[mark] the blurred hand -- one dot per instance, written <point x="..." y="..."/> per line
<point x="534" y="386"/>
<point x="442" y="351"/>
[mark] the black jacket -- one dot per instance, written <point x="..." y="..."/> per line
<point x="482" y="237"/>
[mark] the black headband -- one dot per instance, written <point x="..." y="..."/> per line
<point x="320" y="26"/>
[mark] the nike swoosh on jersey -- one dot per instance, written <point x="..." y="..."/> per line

****

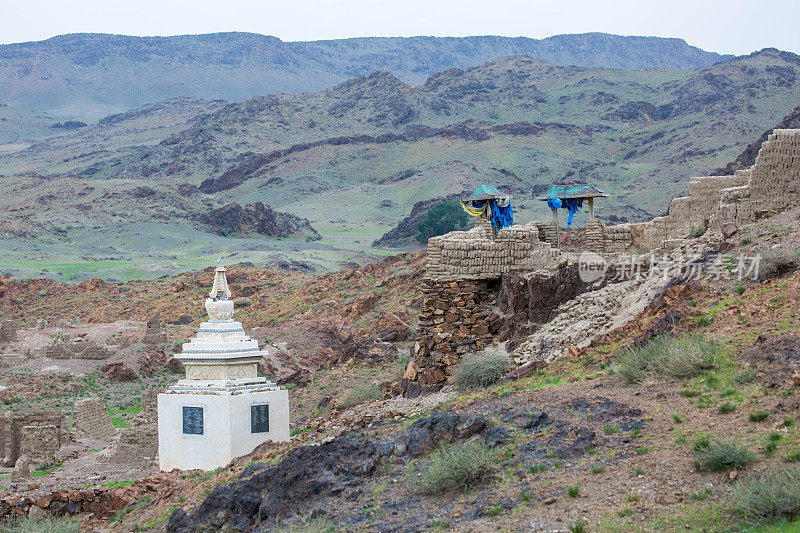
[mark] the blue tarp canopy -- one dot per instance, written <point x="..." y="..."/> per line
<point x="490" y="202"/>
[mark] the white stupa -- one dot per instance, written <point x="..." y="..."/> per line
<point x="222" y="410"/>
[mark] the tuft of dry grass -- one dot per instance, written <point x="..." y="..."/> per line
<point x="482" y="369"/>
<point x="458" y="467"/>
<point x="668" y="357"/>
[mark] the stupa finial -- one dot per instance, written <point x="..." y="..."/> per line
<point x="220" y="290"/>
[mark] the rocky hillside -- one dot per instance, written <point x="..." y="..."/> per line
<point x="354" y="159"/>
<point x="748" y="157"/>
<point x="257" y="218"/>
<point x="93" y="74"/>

****

Pick out every row above that contains the word "black", treating uppercase and lowercase as different, and copy each of those rows in full.

Result:
[mark] the black jacket -- one dot per instance, written <point x="..." y="..."/> per line
[mark] the black headband -- one dot per instance, written <point x="..." y="..."/> per line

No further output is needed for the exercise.